> [Collection entries]:
>>>>

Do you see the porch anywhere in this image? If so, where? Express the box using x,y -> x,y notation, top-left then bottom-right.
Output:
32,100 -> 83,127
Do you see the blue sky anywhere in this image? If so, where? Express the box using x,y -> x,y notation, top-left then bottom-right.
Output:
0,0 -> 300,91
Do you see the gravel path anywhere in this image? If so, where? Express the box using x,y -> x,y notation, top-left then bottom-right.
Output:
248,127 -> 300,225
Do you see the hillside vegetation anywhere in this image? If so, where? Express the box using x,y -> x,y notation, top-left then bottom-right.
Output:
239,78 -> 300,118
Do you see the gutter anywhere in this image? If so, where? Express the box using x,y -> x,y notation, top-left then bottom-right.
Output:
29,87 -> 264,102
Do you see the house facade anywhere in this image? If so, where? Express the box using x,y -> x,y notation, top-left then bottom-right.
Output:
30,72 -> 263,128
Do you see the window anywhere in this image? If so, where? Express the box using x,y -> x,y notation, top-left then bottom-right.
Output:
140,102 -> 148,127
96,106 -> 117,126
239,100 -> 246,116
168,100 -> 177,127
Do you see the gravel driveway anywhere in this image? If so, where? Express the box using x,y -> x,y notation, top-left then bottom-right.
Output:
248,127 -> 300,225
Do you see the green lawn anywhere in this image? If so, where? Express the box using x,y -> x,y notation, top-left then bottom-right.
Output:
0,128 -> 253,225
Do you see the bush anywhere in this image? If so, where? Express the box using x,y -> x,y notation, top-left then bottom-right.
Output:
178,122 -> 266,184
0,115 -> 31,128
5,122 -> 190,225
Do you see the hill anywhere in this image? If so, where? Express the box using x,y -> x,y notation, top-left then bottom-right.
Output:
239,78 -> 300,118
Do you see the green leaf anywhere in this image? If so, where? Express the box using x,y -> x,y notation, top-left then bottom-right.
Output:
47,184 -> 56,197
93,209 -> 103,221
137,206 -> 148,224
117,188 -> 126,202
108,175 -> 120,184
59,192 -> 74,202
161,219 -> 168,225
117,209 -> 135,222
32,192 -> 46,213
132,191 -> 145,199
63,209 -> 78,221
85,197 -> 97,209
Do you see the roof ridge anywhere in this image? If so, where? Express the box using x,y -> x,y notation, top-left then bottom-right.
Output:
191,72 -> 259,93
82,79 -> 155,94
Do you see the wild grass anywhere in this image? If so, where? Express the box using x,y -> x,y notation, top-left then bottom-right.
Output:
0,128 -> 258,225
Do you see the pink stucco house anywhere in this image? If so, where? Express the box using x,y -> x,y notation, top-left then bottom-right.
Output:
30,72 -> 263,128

<<<<

> [WORK INSTRUCTIONS]: Reproduce the collection entries above line for line, with no changes.

> [EXERCISE SOLUTION]:
Do you see the porch anywhere in this image? If so, where? Express the box using x,y -> x,y notation, top-left then bottom-right.
Output:
32,100 -> 83,127
Do you see the blue sky anywhere in this image? If so, where? Express the box using x,y -> x,y notation, top-left then bottom-right.
Output:
0,0 -> 300,91
Do you see the gravel path anywhere in this image? If so, where? Express the box using x,y -> x,y notation, top-left then bottom-right.
Output:
248,127 -> 300,225
Do you see the hillside vegetation anywhere in this image? If so, where? Express the box using x,y -> x,y notation, top-left then bottom-right.
Output:
239,78 -> 300,118
Do you see the gutter anywhere in this image? If so, where? Express the box using x,y -> x,y notation, top-left then bottom-right.
Output:
29,87 -> 264,102
Do you see the house facade anywhere in this image? If so, where? Express the box using x,y -> x,y notation, top-left then bottom-right.
Output:
30,72 -> 263,128
Do you see the window anywhere in this image? If so, where? Express the box using x,y -> x,y notation, top-left then bottom-right.
Output:
140,102 -> 148,127
96,106 -> 117,126
239,100 -> 246,116
168,100 -> 177,127
Do you see the gravel driveway anywhere in this image? If so, where? Express the box using x,y -> x,y notation, top-left then bottom-right.
Output:
248,127 -> 300,225
Do you see the green lawn anywhere in this image? If so, where? Express the box using x,y -> x,y notation, top-left then bottom-right.
Output:
0,128 -> 253,225
Do you see the bush anywhere in this image? If so, where? Express the box using x,y -> x,y notation, top-left then bottom-right.
Output:
178,122 -> 266,184
0,115 -> 31,128
5,122 -> 190,225
Do you see the hill anywhere in this image? If so, where? Express the box using x,y -> x,y notation, top-left then bottom-right.
Output:
239,78 -> 300,118
Do you see the green leaf anywhere in this image? If so, where? Express the box using x,y -> x,y notation, top-left then bottom-right.
Output:
47,184 -> 56,197
93,209 -> 103,221
137,206 -> 148,224
117,188 -> 126,202
108,175 -> 120,184
59,192 -> 74,202
161,219 -> 168,225
117,209 -> 135,222
32,192 -> 46,213
132,191 -> 145,199
63,209 -> 78,221
85,197 -> 97,209
Do you see the roof ridge anywhere in this image? If so, where? Express the box using x,y -> x,y notation, top-left then bottom-right.
Output:
191,72 -> 259,93
82,79 -> 155,94
Do you see the wild grass anywhere in this image? If so, where? Express the box using x,y -> x,y notation, top-left then bottom-right.
Output:
0,128 -> 258,225
Do you see the pink stucco house anywhere in this image? If so, where? Express the box using x,y -> x,y notation, top-left then bottom-right.
Output:
30,72 -> 263,128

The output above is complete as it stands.